▶ [Quoted text]
* start *

Is financing delaying a Va. coal-fired power plant?

By Peter Galuszka

The decision by a Henrico County-based electric cooperative to delay a controversial $6 billion coal-fired generating station in Surry County raises questions about whether such monsters can be financed.

Old Dominion Electric Cooperative had been on a roll, snagging permits and a rezoning ordinance to build its plant in the tiny village of Dendron, about 20 miles or so from Colonial Williamsburg.

On Sept. 8, Old Dominion announced it was "extending its timeline" for building the 1,500-megawatt plant because "slower than expected growth in the economy" means less demand for electricity. Not to fear, said a spokesman for the cooperative; electricity demand will revive, and the delay of up to two years doesn't change the cooperative's goal.

But Old Dominion's announcement seems a bit disingenuous. Could it be that it can't line up the financing?

Already, consultants have questioned the need for the project and how anxious lending institutions would be to shell out billions. Old Dominion spokesmen turned aside the concerns. Other worries remain about how much mercury the plant would emit into the Chesapeake Bay watershed and how it would affect global warming.

* end *

▶ [Data section]
* start *

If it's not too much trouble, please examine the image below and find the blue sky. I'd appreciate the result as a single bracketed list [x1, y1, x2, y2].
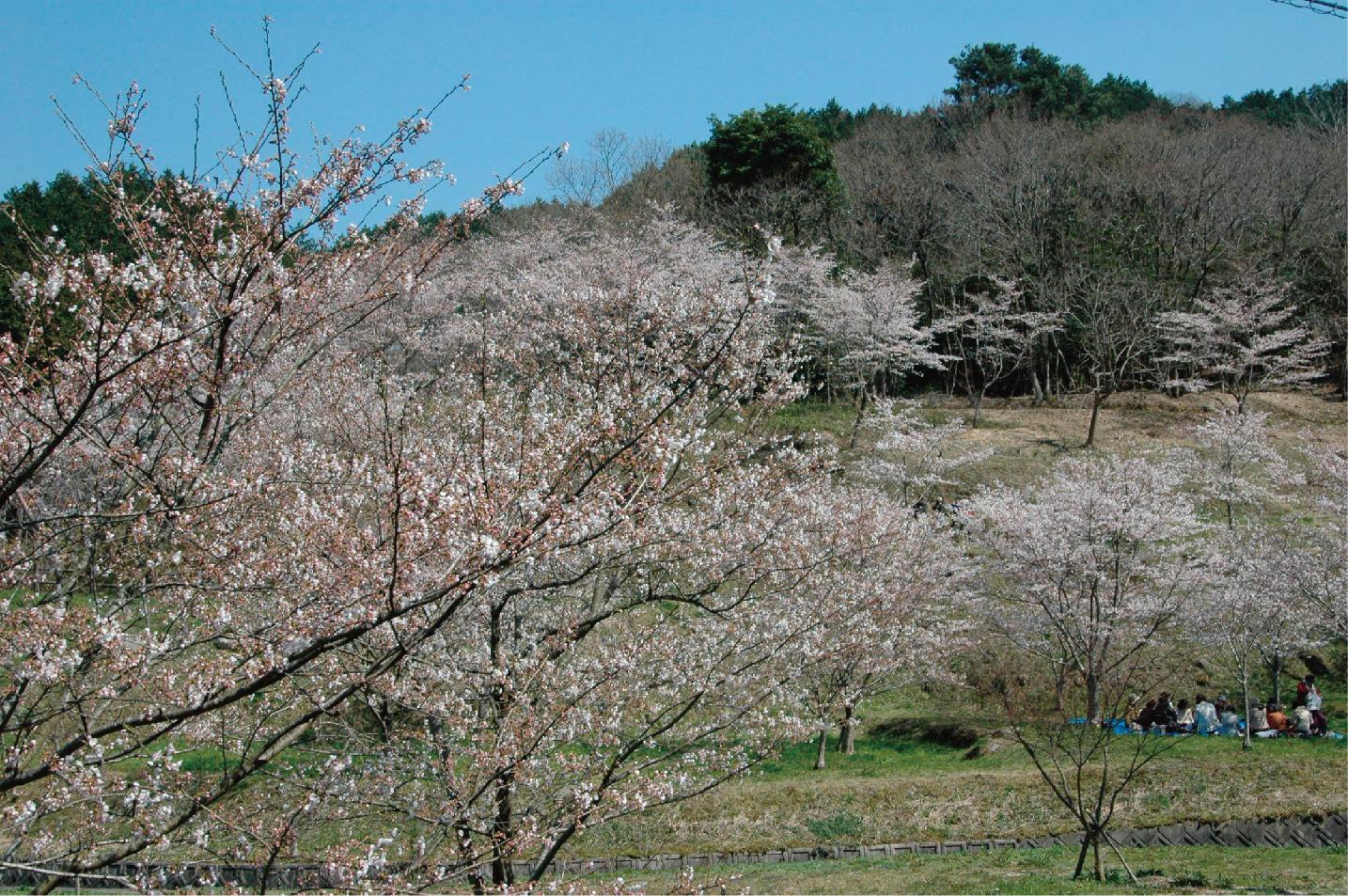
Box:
[0, 0, 1348, 215]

* end *

▶ [Task objective]
From the coal plant article above, copy the stretch from "The decision by" through "up the financing?" word for word.

▶ [Exercise response]
The decision by a Henrico County-based electric cooperative to delay a controversial $6 billion coal-fired generating station in Surry County raises questions about whether such monsters can be financed.

Old Dominion Electric Cooperative had been on a roll, snagging permits and a rezoning ordinance to build its plant in the tiny village of Dendron, about 20 miles or so from Colonial Williamsburg.

On Sept. 8, Old Dominion announced it was "extending its timeline" for building the 1,500-megawatt plant because "slower than expected growth in the economy" means less demand for electricity. Not to fear, said a spokesman for the cooperative; electricity demand will revive, and the delay of up to two years doesn't change the cooperative's goal.

But Old Dominion's announcement seems a bit disingenuous. Could it be that it can't line up the financing?